··· TEXT PROVIDED ···

It’s just an entirely different world. It’s all about PR, it’s all about CYA, and it’s all about, as [Angelides] said in the beginning, it’s somebody else’s problem. And that’s what’s so frustrating to the American people. They just want to know, what did the truck look like that ran over them?

Thomas also observed:

You want something in common with that period or any other period when there was a bubble? It’s simple. Arrogance. Avarice. A failure to even think for a second about the long-term consequences, so focused on an individual in terms of the aggrandizement of that individual. Those are historical things that are present in any bubble, including what happened in the ‘30s, what happened today and what happened in dot-com. The difference is the complete integration of the international financial system so that cities in Norway go bankrupt because they held some Triple-A stuff that was backed by mortgages. That is completely different from what it had been in the past.

··· SUPPLIED DATA ···

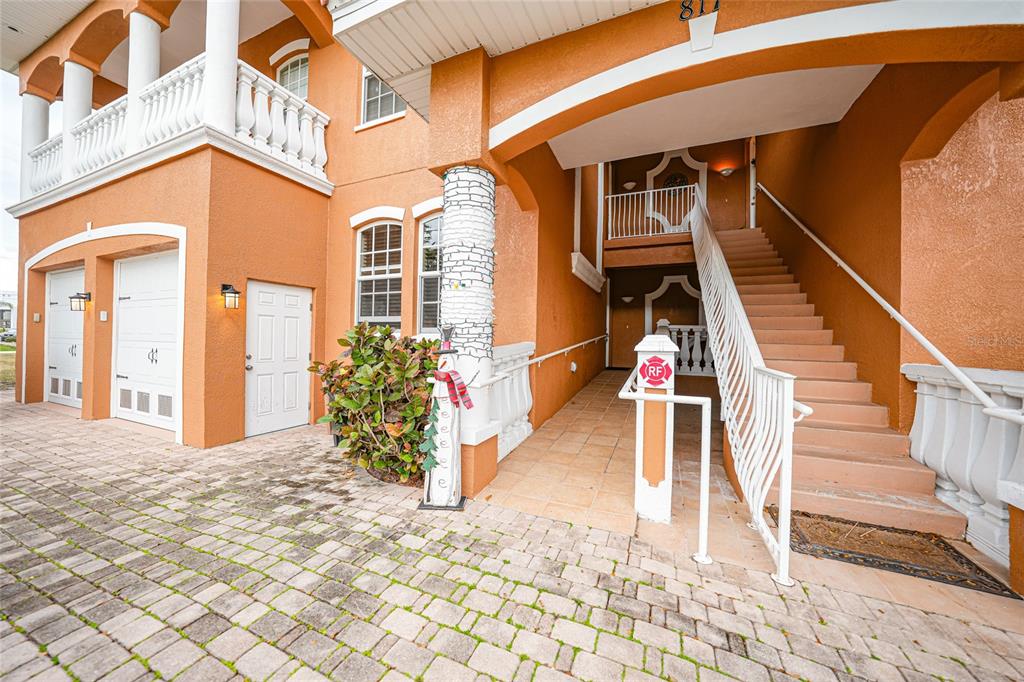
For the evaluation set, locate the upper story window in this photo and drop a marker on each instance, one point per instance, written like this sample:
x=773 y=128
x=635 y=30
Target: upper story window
x=378 y=278
x=379 y=100
x=294 y=76
x=430 y=274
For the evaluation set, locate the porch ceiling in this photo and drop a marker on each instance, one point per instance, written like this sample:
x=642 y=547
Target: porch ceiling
x=727 y=111
x=399 y=40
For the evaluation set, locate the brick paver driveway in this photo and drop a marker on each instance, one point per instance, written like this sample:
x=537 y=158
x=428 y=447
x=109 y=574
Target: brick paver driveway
x=126 y=557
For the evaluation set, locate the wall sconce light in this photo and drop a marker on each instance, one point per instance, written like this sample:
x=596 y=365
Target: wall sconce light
x=231 y=296
x=78 y=301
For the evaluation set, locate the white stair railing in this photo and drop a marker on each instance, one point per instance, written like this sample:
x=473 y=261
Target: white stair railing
x=649 y=213
x=991 y=409
x=757 y=402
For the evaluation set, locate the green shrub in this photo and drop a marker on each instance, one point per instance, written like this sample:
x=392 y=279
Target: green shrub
x=379 y=400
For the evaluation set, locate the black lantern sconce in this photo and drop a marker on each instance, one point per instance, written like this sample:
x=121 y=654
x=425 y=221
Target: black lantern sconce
x=79 y=300
x=231 y=296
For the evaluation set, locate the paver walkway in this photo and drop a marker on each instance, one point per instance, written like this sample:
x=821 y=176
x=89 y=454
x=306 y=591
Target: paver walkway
x=125 y=557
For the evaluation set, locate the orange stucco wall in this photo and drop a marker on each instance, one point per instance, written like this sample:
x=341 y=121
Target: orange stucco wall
x=963 y=218
x=843 y=180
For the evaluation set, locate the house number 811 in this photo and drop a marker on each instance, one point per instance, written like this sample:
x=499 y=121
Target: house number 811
x=686 y=9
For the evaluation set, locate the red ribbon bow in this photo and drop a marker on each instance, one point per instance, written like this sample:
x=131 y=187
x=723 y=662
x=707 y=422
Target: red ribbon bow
x=457 y=387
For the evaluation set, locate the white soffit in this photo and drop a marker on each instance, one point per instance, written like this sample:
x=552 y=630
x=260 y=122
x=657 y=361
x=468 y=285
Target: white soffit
x=398 y=40
x=29 y=24
x=755 y=105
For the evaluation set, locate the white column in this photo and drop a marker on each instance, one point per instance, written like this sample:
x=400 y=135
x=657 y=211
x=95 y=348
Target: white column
x=35 y=129
x=220 y=76
x=143 y=68
x=77 y=105
x=467 y=287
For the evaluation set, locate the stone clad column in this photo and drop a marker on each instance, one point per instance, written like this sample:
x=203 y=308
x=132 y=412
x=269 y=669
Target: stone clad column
x=35 y=130
x=467 y=285
x=143 y=68
x=77 y=105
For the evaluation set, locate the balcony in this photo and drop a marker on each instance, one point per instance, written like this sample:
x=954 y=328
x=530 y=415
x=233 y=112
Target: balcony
x=272 y=128
x=649 y=227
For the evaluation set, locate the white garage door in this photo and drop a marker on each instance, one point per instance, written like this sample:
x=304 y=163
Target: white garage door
x=278 y=334
x=64 y=338
x=145 y=348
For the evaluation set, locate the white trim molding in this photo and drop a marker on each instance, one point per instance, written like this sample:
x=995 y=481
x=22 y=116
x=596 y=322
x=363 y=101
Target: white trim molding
x=668 y=281
x=586 y=271
x=300 y=45
x=431 y=205
x=810 y=28
x=378 y=213
x=155 y=228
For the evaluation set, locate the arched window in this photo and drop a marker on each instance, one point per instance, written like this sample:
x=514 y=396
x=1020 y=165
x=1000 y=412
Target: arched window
x=294 y=75
x=430 y=274
x=378 y=275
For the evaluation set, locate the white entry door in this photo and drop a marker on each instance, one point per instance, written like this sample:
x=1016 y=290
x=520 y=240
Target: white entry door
x=278 y=336
x=64 y=338
x=145 y=358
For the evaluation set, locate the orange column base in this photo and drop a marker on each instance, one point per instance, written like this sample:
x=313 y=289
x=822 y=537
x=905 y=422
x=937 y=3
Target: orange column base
x=730 y=469
x=479 y=466
x=1016 y=550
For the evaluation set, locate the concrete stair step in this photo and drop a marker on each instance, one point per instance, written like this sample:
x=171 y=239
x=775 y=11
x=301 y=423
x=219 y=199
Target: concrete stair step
x=841 y=468
x=785 y=322
x=851 y=436
x=810 y=389
x=741 y=271
x=785 y=288
x=773 y=298
x=768 y=310
x=741 y=280
x=800 y=336
x=815 y=369
x=922 y=512
x=802 y=351
x=845 y=412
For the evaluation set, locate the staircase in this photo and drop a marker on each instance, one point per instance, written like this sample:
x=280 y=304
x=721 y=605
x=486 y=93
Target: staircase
x=846 y=460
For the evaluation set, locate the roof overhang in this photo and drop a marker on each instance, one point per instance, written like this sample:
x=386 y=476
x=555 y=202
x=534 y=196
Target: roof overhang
x=399 y=40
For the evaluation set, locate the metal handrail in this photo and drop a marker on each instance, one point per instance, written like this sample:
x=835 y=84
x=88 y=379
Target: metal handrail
x=991 y=409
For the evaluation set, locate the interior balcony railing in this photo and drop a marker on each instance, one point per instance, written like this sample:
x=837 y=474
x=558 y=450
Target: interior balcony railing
x=268 y=119
x=650 y=213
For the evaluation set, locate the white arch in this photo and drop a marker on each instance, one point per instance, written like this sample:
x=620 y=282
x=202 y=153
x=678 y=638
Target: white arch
x=668 y=281
x=130 y=228
x=828 y=25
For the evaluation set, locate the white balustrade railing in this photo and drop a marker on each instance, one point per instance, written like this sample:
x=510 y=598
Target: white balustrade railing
x=276 y=122
x=694 y=352
x=172 y=103
x=46 y=165
x=99 y=138
x=757 y=402
x=650 y=213
x=512 y=399
x=970 y=450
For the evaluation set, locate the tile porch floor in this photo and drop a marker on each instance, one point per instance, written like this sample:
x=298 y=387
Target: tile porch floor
x=578 y=467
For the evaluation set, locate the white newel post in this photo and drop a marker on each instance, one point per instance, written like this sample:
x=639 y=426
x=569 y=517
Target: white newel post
x=35 y=129
x=467 y=287
x=654 y=428
x=77 y=105
x=220 y=72
x=143 y=68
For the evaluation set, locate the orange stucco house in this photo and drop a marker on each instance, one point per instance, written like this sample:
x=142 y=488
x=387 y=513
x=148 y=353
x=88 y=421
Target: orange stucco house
x=235 y=183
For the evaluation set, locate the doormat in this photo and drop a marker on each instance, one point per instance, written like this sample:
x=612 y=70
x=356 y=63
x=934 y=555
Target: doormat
x=920 y=554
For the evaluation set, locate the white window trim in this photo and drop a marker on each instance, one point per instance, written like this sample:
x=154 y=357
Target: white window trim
x=364 y=124
x=395 y=324
x=425 y=333
x=276 y=74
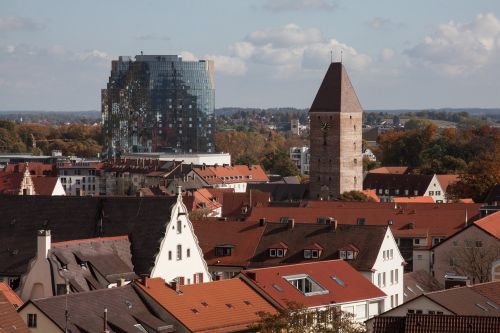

···

▶ _WORK INSTRUCTIONS_
- A) According to the financial crisis remarks, what makes the recent bubble different from earlier ones? State the reason the remarks give.
- B) Retype the stretch of the financial crisis remarks from "You want something" through "in the past.".

▶ _IN RESPONSE_
- A) The difference is the complete integration of the international financial system. Because of it, cities in Norway went bankrupt after holding Triple-A securities that were backed by mortgages, which is completely different from what it had been in the past.

- B)
You want something in common with that period or any other period when there was a bubble? It’s simple. Arrogance. Avarice. A failure to even think for a second about the long-term consequences, so focused on an individual in terms of the aggrandizement of that individual. Those are historical things that are present in any bubble, including what happened in the ‘30s, what happened today and what happened in dot-com. The difference is the complete integration of the international financial system so that cities in Norway go bankrupt because they held some Triple-A stuff that was backed by mortgages. That is completely different from what it had been in the past.